Johnson’s
plan is to turn his supreme court humiliation into rocket fuel at the polls
Martin
Kettle
A pumped-up
prime minister is betting that the judges’ decision will play well for him with
leave voters
@martinkettle
Wed 25 Sep
2019 20.00 BSTLast modified on Wed 25 Sep 2019 21.29 BST
An angry
and disturbingly pumped-up Boris Johnson’s response to the court in the
recalled House of Commons tonight was an act of total contempt – for the
courts, for parliament and ultimately for public and political decency. For the
time being, Johnson still retains much of the formal power of the prime
minister. But the role’s inner power, its moral authority, the holder’s ability
to govern and his meaningful capacity to represent the country are practically
shot. There is nothing tragic about this for Johnson personally. There is
everything tragic for the country that never asked for him to become its
leader.
He can’t
blame the judges, because he does not dare. He likes to blame MPs, because they
are an easy target. But the real blame lies with himself and the Tory hard
leavers.
On Tuesday,
in the immediate aftermath of the supreme court’s unanimous finding that
Johnson’s attempt to silence parliament was unlawful and void, it was still
just possible to suppose that the prime minister’s instant reaction in New York
was merely foolish and off-the-cuff. While claiming to respect the court,
Johnson and his lieutenants had gone into instant denial. Johnson announced
that he “disagreed profoundly” with the ruling, as if that disagreement was in
any way relevant. Meanwhile in London, Downing Street charged the justices with
extending their reach into political matters, and Jacob Rees-Mogg was alleged
to have described the ruling as a “constitutional coup”.

- _Task_
Answer these questions from the column on Johnson and the supreme court:
1. In what setting did Johnson respond to the court tonight?
2. Where was the prime minister when he gave his instant reaction on Tuesday?
3. What was Jacob Rees-Mogg alleged to have called the ruling?

Point placement data
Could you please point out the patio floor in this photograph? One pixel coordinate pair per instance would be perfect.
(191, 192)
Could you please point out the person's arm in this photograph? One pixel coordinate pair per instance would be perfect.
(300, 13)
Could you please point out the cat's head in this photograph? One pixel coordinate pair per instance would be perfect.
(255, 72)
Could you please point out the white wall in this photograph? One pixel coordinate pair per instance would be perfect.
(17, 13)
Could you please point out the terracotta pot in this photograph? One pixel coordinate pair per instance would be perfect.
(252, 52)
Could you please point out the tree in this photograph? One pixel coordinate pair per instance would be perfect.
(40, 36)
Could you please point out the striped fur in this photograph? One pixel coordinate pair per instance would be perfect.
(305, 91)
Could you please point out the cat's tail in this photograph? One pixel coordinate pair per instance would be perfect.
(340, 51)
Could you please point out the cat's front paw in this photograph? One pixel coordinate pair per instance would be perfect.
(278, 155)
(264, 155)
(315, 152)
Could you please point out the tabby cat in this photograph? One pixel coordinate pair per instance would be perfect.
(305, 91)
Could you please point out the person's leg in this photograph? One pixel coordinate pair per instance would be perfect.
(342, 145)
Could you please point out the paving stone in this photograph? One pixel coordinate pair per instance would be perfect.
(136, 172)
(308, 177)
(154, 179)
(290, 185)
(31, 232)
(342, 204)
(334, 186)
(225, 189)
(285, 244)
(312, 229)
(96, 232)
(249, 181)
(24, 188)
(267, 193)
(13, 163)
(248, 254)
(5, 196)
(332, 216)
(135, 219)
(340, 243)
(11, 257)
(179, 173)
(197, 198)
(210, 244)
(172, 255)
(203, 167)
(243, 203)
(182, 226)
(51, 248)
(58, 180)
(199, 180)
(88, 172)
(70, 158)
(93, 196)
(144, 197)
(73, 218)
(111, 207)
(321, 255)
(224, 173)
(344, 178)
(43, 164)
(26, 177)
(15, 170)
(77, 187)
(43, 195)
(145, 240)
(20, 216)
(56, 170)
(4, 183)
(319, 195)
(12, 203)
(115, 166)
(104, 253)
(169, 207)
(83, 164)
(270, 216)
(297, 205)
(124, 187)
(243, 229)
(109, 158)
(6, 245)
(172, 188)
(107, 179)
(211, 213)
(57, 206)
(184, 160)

- _Reply to the exercise_
1. In the recalled House of Commons.
2. In New York.
3. A "constitutional coup".